• [TEXTAUSZUG]
########################################

Bochum. .

Bochum. Martin glaubte, mit Alkohol keine Probleme zu haben. Nach Feierabend gönnte er sich zwei, drei Flaschen Bier, sonntags zum Essen kam ein guter Wein auf den Tisch und das „Verdauungsschnäpschen” hinterher.

Früher war das schon anders. Als er noch bei der Bundeswehr war, da war fast an jedem Abend „Kampftrinken” mit den Kameraden auf der Stube oder in der Kantine angesagt. Da machten alle mit, und wer sich absonderte, galt als Feigling und Außenseiter. Der wollte Martin natürlich nicht sein.

Drei Flaschen nicht genug

Als er dann ins zivile Leben zurückkehrte, reduzierte sich der Alkohlkonsum wieder. Bis auf das Feierabendbierchen und den sonntäglichen Wein. Darauf verzichten mochte er nicht, und Martin merkte auch nicht, dass er am Abend mit drei Flaschen Bier nicht mehr auskam und dass am Sonntag der Wein schon bei der Zubereitung des Essens fließen musste. Langsam aber stetig verlangte der Körper mehr von der Droge Alkohol. Er wurde unruhig und begann zu rebellieren, wenn er sein tägliches Quantum nicht bekam.

########################################

• [AUSZÜGE AUS DATENSÄTZEN]
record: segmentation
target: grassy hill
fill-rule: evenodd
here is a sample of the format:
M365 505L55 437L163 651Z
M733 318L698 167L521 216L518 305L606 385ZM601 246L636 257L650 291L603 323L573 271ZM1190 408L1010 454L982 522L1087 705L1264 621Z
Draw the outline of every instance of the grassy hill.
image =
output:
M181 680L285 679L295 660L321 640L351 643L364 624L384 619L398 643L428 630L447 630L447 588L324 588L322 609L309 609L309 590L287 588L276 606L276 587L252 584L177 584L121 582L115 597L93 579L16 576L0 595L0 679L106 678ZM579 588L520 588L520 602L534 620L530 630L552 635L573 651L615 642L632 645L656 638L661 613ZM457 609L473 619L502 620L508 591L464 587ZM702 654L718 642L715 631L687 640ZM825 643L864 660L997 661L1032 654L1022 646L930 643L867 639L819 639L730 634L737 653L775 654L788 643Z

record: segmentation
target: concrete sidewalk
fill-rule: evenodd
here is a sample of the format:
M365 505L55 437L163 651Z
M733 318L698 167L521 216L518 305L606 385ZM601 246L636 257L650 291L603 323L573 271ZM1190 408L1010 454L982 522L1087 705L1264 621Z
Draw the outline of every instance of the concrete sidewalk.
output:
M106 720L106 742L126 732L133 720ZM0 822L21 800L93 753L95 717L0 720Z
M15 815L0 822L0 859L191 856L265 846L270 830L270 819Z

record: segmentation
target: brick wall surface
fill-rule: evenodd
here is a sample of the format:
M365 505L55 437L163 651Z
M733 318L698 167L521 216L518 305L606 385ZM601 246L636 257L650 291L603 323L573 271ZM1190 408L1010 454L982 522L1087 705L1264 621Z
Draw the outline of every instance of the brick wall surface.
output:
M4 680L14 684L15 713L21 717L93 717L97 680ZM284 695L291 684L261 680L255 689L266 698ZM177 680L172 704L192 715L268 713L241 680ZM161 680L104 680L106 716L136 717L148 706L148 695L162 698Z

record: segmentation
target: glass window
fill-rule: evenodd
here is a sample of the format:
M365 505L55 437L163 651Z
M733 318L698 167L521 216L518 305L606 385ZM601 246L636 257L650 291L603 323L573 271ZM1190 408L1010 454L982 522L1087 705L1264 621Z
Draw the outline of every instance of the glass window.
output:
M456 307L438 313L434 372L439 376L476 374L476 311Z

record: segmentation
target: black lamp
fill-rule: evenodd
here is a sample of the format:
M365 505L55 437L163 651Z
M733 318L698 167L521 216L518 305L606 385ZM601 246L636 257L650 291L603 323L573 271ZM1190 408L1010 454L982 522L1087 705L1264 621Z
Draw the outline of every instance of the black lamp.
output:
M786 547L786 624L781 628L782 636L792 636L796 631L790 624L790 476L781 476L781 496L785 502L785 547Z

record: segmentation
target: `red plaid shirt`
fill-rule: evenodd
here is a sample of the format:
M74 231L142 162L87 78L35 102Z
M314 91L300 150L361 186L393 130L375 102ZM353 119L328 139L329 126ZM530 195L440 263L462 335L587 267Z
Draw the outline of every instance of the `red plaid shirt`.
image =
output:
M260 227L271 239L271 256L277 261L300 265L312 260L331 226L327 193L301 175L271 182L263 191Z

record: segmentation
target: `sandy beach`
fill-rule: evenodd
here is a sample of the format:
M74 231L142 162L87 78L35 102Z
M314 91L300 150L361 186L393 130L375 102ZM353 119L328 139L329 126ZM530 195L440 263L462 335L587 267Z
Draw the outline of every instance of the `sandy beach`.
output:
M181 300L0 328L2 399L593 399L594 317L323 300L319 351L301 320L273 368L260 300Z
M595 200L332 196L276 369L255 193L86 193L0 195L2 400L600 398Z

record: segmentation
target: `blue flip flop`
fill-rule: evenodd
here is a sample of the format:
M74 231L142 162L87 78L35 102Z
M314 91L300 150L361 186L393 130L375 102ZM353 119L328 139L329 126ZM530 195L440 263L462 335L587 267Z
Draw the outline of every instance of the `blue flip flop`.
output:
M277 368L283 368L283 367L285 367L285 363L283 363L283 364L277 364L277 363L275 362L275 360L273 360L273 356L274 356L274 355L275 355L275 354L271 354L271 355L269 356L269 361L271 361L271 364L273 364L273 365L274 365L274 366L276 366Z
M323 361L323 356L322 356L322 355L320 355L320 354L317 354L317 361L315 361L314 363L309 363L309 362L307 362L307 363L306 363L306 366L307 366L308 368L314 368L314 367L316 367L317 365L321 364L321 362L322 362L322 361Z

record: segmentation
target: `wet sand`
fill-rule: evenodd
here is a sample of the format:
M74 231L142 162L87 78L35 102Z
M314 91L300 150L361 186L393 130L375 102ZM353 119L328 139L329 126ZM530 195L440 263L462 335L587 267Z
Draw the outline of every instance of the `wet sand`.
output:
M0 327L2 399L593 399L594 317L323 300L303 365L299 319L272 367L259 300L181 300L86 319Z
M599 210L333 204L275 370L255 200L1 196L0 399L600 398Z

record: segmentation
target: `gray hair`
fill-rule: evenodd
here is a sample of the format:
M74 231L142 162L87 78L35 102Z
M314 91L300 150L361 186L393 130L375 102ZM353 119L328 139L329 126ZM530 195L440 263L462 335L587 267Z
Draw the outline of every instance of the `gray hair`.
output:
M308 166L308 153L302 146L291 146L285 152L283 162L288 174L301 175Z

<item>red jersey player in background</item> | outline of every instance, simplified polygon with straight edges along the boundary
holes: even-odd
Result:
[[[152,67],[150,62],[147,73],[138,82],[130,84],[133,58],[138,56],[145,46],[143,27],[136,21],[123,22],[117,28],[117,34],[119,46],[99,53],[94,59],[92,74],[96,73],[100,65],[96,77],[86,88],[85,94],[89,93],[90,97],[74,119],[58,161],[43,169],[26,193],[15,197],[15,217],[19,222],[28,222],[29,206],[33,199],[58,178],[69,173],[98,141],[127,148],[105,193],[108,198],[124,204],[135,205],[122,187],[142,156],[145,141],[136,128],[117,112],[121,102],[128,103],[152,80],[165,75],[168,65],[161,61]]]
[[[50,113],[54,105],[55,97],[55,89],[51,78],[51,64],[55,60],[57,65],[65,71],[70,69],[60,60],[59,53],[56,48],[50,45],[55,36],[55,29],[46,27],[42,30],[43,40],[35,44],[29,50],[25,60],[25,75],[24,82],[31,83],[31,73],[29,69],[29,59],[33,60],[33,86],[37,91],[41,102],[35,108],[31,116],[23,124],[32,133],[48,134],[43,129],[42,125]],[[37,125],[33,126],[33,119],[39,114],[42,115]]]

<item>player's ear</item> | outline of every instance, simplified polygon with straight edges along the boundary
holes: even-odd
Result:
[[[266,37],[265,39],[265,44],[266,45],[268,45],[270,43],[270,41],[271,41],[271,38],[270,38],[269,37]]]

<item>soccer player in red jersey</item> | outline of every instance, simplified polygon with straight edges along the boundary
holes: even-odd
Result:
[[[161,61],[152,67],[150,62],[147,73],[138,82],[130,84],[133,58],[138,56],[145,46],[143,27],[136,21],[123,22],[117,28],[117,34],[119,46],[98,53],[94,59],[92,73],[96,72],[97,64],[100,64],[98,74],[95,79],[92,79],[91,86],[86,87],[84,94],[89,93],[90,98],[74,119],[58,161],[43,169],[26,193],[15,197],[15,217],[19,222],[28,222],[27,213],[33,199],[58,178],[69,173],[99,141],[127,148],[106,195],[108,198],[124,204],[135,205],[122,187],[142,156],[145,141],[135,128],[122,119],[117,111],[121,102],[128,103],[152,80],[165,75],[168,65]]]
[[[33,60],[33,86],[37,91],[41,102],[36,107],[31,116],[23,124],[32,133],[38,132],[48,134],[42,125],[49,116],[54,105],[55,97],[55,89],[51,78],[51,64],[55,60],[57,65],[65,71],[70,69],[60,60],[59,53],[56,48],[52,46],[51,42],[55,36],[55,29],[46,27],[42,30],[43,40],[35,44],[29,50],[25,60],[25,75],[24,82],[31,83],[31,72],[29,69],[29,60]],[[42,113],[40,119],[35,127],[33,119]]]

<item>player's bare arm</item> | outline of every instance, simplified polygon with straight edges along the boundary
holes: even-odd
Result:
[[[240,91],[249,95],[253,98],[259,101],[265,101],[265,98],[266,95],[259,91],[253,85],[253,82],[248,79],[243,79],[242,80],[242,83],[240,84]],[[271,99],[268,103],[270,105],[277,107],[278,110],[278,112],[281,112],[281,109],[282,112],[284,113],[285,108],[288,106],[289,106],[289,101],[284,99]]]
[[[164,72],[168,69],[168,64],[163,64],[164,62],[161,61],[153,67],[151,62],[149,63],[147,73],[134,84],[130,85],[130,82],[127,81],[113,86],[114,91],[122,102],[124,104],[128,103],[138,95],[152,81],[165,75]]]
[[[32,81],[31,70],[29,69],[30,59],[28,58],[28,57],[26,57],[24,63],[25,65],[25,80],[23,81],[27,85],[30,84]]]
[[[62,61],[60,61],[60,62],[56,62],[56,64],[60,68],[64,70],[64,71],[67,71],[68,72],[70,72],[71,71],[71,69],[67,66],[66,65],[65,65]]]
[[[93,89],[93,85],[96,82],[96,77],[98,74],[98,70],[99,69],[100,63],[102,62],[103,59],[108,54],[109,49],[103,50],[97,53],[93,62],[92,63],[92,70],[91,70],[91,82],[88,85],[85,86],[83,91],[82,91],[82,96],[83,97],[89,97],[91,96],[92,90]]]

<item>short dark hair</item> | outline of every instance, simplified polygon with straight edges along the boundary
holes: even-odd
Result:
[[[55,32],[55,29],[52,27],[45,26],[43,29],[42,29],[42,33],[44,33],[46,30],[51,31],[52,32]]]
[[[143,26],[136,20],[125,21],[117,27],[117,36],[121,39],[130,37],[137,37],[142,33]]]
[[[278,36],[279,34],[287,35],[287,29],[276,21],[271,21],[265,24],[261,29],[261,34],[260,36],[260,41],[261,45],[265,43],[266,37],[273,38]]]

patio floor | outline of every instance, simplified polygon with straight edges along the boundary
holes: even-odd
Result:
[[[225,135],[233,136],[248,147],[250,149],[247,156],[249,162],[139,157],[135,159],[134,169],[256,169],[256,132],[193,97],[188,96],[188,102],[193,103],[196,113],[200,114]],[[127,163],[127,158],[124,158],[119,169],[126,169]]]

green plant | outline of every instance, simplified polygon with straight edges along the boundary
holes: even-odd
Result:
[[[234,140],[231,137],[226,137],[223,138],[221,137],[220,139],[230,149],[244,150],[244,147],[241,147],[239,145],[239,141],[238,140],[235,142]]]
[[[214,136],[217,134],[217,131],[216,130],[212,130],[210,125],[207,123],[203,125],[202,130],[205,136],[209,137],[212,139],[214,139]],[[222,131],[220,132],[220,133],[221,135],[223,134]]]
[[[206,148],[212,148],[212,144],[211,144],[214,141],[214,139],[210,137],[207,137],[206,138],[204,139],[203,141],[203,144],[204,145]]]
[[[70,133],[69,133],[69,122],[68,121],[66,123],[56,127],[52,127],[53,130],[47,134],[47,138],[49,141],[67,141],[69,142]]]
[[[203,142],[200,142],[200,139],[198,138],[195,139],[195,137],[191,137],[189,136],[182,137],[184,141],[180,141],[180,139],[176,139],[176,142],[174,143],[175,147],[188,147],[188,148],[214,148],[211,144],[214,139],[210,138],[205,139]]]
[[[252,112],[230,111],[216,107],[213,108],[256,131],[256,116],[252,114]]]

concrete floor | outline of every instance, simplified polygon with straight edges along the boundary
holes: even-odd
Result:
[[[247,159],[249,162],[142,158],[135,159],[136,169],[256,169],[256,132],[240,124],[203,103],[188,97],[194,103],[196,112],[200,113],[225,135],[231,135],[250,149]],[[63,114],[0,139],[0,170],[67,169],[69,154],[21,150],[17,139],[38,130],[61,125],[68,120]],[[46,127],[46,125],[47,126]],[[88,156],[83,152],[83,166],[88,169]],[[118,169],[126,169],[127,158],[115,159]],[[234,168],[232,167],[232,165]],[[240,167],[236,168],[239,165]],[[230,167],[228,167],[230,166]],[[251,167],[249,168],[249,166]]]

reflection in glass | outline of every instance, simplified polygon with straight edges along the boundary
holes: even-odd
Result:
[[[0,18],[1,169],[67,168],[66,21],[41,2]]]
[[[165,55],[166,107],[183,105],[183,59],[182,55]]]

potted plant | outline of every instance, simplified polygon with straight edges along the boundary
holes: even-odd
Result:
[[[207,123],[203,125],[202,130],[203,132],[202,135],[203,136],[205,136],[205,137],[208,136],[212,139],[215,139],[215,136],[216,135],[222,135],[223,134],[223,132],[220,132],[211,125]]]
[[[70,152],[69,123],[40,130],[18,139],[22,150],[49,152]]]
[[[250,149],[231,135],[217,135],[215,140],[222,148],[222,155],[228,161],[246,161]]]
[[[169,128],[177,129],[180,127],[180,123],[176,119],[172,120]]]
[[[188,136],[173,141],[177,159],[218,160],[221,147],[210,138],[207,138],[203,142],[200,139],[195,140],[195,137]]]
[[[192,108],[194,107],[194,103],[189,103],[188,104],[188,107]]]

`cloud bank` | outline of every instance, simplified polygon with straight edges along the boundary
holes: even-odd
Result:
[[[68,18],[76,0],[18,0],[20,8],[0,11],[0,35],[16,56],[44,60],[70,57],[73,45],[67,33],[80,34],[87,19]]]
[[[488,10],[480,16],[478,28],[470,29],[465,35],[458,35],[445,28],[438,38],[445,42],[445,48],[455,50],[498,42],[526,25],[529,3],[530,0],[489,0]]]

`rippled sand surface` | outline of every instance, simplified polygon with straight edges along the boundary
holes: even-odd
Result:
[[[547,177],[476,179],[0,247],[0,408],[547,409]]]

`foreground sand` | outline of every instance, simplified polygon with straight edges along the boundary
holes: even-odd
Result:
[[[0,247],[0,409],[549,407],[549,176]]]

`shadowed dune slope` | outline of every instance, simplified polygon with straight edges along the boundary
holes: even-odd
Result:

########################################

• [AUFGABE A] Geben Sie aus dem Text über Martins Alkoholkonsum den Abschnitt wortgetreu wieder, der mit den Worten „Drei Flaschen nicht“ anfängt und mit „Quantum nicht bekam.“ schließt.
• [AUFGABE B]
Beantworten Sie anhand des Textes über Martins Alkoholkonsum:
(i) Wie viele Flaschen Bier gönnte sich Martin nach Feierabend?
(ii) Wer galt bei der Bundeswehr als Feigling und Außenseiter?
(iii) Wann floss sonntags schon der Wein?
• [AUFGABE C] Schreiben Sie den Text über Martins Alkoholkonsum im Anschluss an seinen letzten Satz weiter.
Für die Bearbeitung braucht man die Datensätze nicht.

• [LÖSUNG A]
Drei Flaschen nicht genug

Als er dann ins zivile Leben zurückkehrte, reduzierte sich der Alkohlkonsum wieder. Bis auf das Feierabendbierchen und den sonntäglichen Wein. Darauf verzichten mochte er nicht, und Martin merkte auch nicht, dass er am Abend mit drei Flaschen Bier nicht mehr auskam und dass am Sonntag der Wein schon bei der Zubereitung des Essens fließen musste. Langsam aber stetig verlangte der Körper mehr von der Droge Alkohol. Er wurde unruhig und begann zu rebellieren, wenn er sein tägliches Quantum nicht bekam.

• [LÖSUNG B]
(i) Zwei, drei Flaschen.
(ii) Wer sich vom Kampftrinken absonderte.
(iii) Schon bei der Zubereitung des Essens.

• [LÖSUNG C]
Martin war – ohne es zu registrieren – Alkoholiker geworden. Als er morgens am Arbeitsplatz auf seine „Fahne” angesprochen wurde, suchte er nach Ausreden. Wenn ihn seine Frau bat, die nächste Flasche Bier doch nicht mehr zu öffnen, ging er darüber hinweg. Er und Probleme mit Alkohol? Nein, das konnte und wollte er nicht eingestehen.

Diese Geschichte ist ein fingierter Fall. Doch es gibt viele „Martins” – zu viele. Das weiß Hermann Wittstein ganz genau, ist er doch selbst einmal ein „Martin” gewesen. Das liegt schon viele Jahre zurück. Heute kümmert sich Hermann Wittstein als Vorsitzender des Kreuzbundes um alkoholkranke Mitmenschen.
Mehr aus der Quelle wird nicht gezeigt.